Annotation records
# # # # #

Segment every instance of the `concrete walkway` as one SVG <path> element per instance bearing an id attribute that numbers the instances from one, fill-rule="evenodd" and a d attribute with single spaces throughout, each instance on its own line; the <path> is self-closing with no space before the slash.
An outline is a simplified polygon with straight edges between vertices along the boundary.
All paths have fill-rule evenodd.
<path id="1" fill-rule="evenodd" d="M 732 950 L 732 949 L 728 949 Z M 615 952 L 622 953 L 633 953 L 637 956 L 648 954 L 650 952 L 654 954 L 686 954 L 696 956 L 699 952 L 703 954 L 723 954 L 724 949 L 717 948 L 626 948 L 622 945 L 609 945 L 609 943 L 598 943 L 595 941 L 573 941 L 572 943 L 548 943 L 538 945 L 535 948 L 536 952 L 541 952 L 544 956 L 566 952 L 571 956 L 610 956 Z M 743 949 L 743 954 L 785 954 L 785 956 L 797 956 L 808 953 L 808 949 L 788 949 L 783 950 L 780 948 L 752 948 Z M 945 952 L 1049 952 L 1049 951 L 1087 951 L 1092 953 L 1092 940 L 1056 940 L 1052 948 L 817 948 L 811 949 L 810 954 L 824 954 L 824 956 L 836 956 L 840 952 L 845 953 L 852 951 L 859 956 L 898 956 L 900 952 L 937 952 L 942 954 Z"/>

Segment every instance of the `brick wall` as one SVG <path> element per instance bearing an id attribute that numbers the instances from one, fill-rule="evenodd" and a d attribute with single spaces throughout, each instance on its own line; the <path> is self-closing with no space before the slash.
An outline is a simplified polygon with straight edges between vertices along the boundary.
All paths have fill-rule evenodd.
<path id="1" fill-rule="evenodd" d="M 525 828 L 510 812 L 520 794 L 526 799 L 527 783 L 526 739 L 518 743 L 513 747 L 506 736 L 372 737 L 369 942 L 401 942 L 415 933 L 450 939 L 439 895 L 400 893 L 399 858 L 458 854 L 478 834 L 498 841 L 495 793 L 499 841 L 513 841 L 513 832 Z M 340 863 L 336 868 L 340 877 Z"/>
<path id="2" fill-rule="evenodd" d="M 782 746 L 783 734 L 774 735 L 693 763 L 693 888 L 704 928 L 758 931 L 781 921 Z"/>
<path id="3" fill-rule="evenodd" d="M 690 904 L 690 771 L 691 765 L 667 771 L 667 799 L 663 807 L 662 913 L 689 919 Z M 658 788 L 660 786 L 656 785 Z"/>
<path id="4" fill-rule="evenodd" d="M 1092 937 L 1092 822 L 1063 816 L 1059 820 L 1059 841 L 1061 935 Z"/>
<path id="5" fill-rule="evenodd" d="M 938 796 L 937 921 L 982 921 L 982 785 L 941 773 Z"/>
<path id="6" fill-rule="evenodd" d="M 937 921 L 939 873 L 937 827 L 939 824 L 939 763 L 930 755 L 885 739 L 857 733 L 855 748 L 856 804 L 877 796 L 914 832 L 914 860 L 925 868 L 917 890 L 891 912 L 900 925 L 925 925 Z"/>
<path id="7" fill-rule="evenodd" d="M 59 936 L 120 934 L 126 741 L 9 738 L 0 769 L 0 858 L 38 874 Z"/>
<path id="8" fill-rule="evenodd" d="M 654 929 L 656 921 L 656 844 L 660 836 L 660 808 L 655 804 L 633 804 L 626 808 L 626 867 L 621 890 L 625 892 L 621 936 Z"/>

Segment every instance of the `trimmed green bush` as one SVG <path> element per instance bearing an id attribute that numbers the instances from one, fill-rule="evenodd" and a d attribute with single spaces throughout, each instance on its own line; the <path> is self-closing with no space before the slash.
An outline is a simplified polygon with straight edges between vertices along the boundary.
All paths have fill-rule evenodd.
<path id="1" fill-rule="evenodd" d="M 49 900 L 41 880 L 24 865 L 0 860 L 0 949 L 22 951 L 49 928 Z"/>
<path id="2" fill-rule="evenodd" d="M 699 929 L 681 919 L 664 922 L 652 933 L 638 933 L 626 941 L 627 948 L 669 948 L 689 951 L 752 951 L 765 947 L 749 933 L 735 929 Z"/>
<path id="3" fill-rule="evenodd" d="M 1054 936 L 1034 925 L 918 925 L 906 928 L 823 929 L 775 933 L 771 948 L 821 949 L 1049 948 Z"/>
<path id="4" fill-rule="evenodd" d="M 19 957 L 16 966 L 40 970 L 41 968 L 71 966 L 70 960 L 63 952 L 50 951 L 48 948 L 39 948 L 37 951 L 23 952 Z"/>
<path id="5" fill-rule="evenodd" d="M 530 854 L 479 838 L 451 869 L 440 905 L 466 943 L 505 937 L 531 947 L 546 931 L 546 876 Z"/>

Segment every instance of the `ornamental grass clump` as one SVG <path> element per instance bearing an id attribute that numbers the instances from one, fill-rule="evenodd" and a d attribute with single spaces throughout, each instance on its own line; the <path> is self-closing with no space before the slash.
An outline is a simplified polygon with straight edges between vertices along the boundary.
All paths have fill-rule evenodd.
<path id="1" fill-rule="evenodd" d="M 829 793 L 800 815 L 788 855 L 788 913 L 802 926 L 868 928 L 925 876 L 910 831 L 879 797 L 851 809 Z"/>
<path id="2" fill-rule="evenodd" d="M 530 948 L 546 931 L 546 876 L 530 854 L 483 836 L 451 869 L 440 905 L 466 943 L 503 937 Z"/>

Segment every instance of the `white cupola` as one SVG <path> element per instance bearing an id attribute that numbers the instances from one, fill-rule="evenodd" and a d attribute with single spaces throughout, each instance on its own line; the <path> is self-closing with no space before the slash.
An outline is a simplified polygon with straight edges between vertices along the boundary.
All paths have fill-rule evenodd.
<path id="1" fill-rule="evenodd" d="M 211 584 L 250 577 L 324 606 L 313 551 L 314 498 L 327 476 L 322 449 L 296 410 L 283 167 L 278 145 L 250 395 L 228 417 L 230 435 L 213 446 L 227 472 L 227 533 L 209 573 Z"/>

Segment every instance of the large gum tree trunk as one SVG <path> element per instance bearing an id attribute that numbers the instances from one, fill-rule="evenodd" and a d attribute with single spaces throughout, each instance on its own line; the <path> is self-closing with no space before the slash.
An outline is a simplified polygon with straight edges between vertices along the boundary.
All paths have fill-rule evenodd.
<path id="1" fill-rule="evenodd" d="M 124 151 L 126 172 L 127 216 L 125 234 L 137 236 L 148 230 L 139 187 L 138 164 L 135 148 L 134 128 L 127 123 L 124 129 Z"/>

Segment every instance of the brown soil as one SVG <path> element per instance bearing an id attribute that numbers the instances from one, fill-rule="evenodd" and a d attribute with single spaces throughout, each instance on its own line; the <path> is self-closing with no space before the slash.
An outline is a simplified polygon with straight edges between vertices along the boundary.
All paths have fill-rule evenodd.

# # # # #

§ **TASK DIRECTIONS**: Copy the data from its start through the line containing "732 950 L 732", replacing "concrete walkway" with "paved walkway" and keeping everything else the same.

§ **ANSWER TO THE EXERCISE**:
Segment every instance of the `paved walkway` as one SVG <path> element per instance bearing an id attribute that numbers the instances from one, fill-rule="evenodd" and a d attribute with single spaces throughout, each instance on its own line; the <path> is self-closing with no space before the slash.
An outline is a simplified polygon with straight edges between vertices along the boundary.
All paths have fill-rule evenodd.
<path id="1" fill-rule="evenodd" d="M 732 950 L 732 949 L 728 949 Z M 615 952 L 622 953 L 633 953 L 637 956 L 648 954 L 650 952 L 654 954 L 686 954 L 696 956 L 699 952 L 703 954 L 723 954 L 724 949 L 717 948 L 626 948 L 622 945 L 609 945 L 609 943 L 598 943 L 595 941 L 573 941 L 572 943 L 548 943 L 538 945 L 535 948 L 536 952 L 541 952 L 544 956 L 566 952 L 571 956 L 610 956 Z M 743 949 L 743 954 L 785 954 L 785 956 L 797 956 L 808 953 L 808 949 L 788 949 L 783 950 L 780 948 L 752 948 Z M 945 952 L 1049 952 L 1049 951 L 1087 951 L 1092 953 L 1092 940 L 1056 940 L 1052 948 L 817 948 L 811 949 L 810 954 L 824 954 L 824 956 L 836 956 L 840 952 L 845 953 L 852 951 L 859 956 L 898 956 L 900 952 L 937 952 L 942 954 Z"/>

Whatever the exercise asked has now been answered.